Short task.
Restate the entries below verbatim.

(Coordinate annotation records)
============================================================

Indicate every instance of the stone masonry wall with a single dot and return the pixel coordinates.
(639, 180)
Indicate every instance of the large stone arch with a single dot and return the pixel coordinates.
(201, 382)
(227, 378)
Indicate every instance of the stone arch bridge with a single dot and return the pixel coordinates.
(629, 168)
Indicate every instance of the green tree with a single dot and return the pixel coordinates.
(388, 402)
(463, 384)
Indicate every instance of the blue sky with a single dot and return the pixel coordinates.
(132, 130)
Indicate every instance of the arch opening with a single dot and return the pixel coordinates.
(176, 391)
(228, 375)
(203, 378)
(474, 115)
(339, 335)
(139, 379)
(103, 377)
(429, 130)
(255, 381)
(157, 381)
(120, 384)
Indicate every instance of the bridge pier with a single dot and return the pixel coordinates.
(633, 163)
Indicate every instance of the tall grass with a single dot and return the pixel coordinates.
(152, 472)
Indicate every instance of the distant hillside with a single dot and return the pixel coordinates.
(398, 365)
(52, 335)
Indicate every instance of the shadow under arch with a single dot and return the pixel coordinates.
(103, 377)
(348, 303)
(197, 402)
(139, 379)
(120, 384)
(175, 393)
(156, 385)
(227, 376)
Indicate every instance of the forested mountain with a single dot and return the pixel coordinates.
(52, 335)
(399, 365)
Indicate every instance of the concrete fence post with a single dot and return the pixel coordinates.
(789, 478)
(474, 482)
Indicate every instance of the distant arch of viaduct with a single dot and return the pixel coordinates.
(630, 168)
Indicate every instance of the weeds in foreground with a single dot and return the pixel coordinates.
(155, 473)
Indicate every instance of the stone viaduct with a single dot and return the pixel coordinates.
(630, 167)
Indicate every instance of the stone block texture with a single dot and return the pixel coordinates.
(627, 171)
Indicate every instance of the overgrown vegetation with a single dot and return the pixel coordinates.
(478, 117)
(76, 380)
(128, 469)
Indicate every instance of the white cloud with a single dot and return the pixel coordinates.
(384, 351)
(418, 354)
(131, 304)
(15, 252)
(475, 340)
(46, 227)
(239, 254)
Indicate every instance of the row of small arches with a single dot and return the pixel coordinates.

============================================================

Expected answer.
Indicate every instance of the stone masonry wall with a single dot and return the pixel coordinates.
(639, 180)
Indicate every instance of the large stone arch with a single dot and return the pixel coordinates.
(201, 382)
(227, 378)
Indicate every instance of the stone arch bridge with a single dot and return the pixel coordinates.
(629, 168)
Indicate every instance of the green tree with a single dot and return the pixel coordinates.
(388, 402)
(463, 384)
Indicate every instance of the blue sky with a single dot and return the pixel coordinates.
(132, 130)
Indicate every instance of the arch opening with a single dot and return the pixel coordinates.
(176, 391)
(228, 375)
(203, 378)
(474, 115)
(339, 335)
(139, 379)
(103, 377)
(429, 130)
(255, 381)
(157, 381)
(120, 384)
Indicate every instance of the bridge pier with a single dot and return the pixel coordinates.
(633, 163)
Indicate every instance of the tall grass with a single dot and return the pixel coordinates.
(152, 472)
Indicate every instance of the distant hillside with a single dot and return the pixel coordinates.
(398, 365)
(52, 335)
Indicate every instance of the shadow under arch with a single dot and return the pixel coordinates.
(103, 377)
(348, 303)
(197, 402)
(139, 379)
(120, 384)
(175, 393)
(156, 385)
(227, 376)
Indicate every instance of the forested mountain with a single dot and return the pixel coordinates.
(52, 335)
(399, 365)
Indicate every instance of the concrete fence post with a single dot and return the pixel coordinates.
(789, 478)
(474, 482)
Indicate every instance of the distant arch of viaduct with a single dot and return the pixel coordinates.
(630, 168)
Indicate every instance of the weeds in foreground with a single dot and return the pixel coordinates.
(155, 473)
Indicate every instance of the stone viaduct with a single dot and return the pixel coordinates.
(630, 167)
Indicate every instance of the stone block texture with a single dot and return the pixel coordinates.
(627, 171)
Indicate every instance of the overgrown vegetation with a single dot and return the pixel coordinates.
(478, 117)
(76, 380)
(128, 469)
Indicate every instance of the white cloud with a single dot and return the pixel coordinates.
(384, 351)
(418, 354)
(131, 304)
(15, 252)
(475, 340)
(46, 227)
(239, 254)
Indicate every instance of the row of small arches with a single dot and return the pixel coordinates.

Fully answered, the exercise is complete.